**Aim**
Quote the records verbatim, starting with the first line and going on through the line that contains "x=296, y=154".

**Data for this task**
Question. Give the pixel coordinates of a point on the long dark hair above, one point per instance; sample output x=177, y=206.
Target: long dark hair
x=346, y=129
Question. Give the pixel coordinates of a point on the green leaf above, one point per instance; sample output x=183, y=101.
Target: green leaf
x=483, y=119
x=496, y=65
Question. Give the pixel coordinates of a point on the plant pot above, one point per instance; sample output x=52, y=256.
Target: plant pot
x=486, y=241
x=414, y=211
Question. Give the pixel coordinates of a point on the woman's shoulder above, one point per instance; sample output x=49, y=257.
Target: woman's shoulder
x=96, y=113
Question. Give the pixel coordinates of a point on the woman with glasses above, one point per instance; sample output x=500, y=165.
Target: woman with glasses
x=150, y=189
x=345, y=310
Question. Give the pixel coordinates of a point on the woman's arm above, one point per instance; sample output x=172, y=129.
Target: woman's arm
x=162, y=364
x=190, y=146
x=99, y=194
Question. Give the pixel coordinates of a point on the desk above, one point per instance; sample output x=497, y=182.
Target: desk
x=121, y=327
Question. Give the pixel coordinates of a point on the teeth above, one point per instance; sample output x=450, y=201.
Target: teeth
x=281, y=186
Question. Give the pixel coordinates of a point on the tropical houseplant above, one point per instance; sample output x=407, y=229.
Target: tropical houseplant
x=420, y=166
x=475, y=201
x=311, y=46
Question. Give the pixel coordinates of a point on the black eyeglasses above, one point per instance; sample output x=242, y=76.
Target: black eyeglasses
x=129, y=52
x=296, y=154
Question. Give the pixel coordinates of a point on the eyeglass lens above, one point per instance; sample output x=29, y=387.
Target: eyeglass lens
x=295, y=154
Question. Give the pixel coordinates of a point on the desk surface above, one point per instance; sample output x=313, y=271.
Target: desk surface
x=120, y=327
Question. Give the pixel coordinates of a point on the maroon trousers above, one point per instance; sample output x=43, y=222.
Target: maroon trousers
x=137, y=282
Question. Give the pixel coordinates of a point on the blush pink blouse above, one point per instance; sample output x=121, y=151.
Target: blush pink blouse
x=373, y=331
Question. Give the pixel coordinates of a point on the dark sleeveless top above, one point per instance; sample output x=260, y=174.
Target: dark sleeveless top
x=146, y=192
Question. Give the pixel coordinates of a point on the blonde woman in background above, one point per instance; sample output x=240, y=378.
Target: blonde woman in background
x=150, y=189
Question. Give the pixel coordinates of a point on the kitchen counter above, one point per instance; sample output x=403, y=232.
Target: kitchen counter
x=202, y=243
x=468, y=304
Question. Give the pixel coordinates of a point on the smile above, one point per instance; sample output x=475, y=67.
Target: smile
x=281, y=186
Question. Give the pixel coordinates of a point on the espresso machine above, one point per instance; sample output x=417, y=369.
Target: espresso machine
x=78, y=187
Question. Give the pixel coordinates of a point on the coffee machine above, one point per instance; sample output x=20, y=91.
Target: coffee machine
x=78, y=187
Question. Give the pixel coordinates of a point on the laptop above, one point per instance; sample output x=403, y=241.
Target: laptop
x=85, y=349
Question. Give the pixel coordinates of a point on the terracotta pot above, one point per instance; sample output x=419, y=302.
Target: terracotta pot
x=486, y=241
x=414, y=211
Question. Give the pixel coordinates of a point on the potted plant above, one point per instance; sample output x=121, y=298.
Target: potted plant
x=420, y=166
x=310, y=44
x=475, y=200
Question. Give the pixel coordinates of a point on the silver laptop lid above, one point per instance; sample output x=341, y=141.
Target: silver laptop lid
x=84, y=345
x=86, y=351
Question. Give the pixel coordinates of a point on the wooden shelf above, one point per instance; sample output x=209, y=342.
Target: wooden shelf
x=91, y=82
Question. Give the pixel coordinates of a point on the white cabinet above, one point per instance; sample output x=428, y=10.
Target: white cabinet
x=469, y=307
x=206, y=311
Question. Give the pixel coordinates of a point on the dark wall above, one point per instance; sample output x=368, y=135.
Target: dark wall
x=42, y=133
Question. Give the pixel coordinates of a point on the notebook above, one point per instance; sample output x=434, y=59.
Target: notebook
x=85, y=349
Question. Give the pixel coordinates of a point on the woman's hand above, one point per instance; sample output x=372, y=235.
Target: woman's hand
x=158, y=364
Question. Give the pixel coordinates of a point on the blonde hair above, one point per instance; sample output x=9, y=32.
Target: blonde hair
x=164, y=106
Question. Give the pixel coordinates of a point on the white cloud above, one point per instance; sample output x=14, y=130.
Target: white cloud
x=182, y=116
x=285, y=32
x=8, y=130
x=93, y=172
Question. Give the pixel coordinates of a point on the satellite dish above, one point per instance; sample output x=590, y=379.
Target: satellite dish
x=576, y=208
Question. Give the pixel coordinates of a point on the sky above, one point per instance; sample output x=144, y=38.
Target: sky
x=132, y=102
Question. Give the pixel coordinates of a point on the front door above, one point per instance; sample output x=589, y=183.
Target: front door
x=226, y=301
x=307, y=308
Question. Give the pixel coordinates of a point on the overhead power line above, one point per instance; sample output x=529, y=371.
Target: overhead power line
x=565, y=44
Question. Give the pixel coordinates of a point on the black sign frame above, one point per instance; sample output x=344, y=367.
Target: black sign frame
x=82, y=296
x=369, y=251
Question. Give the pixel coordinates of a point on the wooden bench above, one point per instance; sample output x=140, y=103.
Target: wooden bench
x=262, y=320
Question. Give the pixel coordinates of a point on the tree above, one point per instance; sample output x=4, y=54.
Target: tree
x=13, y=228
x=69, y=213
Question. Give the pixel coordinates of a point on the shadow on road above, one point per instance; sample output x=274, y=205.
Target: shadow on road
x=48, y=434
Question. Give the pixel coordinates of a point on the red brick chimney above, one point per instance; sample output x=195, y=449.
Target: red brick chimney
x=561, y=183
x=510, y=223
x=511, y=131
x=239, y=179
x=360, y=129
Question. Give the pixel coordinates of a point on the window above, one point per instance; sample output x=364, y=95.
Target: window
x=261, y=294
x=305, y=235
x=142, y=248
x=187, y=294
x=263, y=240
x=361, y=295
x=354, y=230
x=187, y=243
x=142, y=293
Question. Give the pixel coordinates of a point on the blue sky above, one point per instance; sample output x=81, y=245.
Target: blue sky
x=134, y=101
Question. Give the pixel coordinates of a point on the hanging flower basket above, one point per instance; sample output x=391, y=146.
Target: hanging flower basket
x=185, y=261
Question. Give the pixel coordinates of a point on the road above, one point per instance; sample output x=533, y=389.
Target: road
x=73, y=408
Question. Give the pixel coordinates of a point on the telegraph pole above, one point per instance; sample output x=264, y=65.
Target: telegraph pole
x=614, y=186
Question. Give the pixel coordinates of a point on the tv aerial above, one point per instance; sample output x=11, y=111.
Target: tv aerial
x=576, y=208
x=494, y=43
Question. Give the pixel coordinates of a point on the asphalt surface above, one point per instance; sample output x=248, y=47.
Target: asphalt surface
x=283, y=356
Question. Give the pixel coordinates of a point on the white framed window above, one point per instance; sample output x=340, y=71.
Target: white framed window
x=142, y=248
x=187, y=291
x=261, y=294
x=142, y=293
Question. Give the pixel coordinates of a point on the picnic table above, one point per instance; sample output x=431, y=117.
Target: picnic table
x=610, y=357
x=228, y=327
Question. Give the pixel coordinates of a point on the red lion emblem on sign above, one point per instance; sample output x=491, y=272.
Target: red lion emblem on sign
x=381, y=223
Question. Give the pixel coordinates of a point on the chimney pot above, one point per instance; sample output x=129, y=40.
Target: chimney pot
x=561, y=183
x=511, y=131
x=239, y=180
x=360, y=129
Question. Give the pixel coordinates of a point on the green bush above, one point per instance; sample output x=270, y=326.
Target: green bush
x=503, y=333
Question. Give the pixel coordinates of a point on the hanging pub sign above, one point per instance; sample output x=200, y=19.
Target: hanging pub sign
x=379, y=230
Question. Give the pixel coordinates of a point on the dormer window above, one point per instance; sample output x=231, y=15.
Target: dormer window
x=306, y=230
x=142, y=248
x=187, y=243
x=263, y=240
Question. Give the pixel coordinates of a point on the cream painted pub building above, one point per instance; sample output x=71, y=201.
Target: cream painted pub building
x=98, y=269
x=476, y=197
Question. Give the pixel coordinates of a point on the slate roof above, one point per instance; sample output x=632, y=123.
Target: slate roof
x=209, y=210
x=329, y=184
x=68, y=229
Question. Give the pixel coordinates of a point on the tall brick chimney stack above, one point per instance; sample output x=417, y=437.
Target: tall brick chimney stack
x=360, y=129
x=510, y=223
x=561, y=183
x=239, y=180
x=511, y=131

**Solution to this exercise**
Question. Give the pixel coordinates of a point on the long dark hair above, one point per instance; sample output x=177, y=206.
Target: long dark hair
x=346, y=129
Question. Give the pixel coordinates of a point on the green leaf above, one point per instance; sample output x=183, y=101.
Target: green leaf
x=483, y=119
x=496, y=65
Question. Give the pixel coordinates of a point on the plant pot above, one point per instance; sample output x=52, y=256.
Target: plant pot
x=486, y=241
x=414, y=211
Question. Give the pixel coordinates of a point on the woman's shoulder above, one point per instance; sample output x=49, y=257.
Target: woman's shoulder
x=96, y=113
Question. Give the pixel coordinates of a point on the woman with glasses above, one point per instance; sample output x=500, y=165.
Target: woman with glasses
x=150, y=189
x=345, y=310
Question. Give the pixel coordinates of a point on the woman's arm above, one point per instance; sample output x=172, y=129.
Target: woman's arm
x=162, y=364
x=190, y=146
x=99, y=194
Question. Give the pixel coordinates of a point on the desk above, one point per instance; sample output x=497, y=182.
Target: desk
x=121, y=327
Question. Give the pixel coordinates of a point on the teeth above, one point per instance; sample output x=450, y=201.
Target: teeth
x=281, y=186
Question. Give the pixel coordinates of a point on the tropical houseplant above, one point per instance; sample output x=407, y=229.
Target: tropical houseplant
x=420, y=166
x=475, y=201
x=311, y=46
Question. Give the pixel coordinates of a point on the black eyeglasses above, one point per instance; sample output x=242, y=76.
Target: black eyeglasses
x=129, y=52
x=296, y=154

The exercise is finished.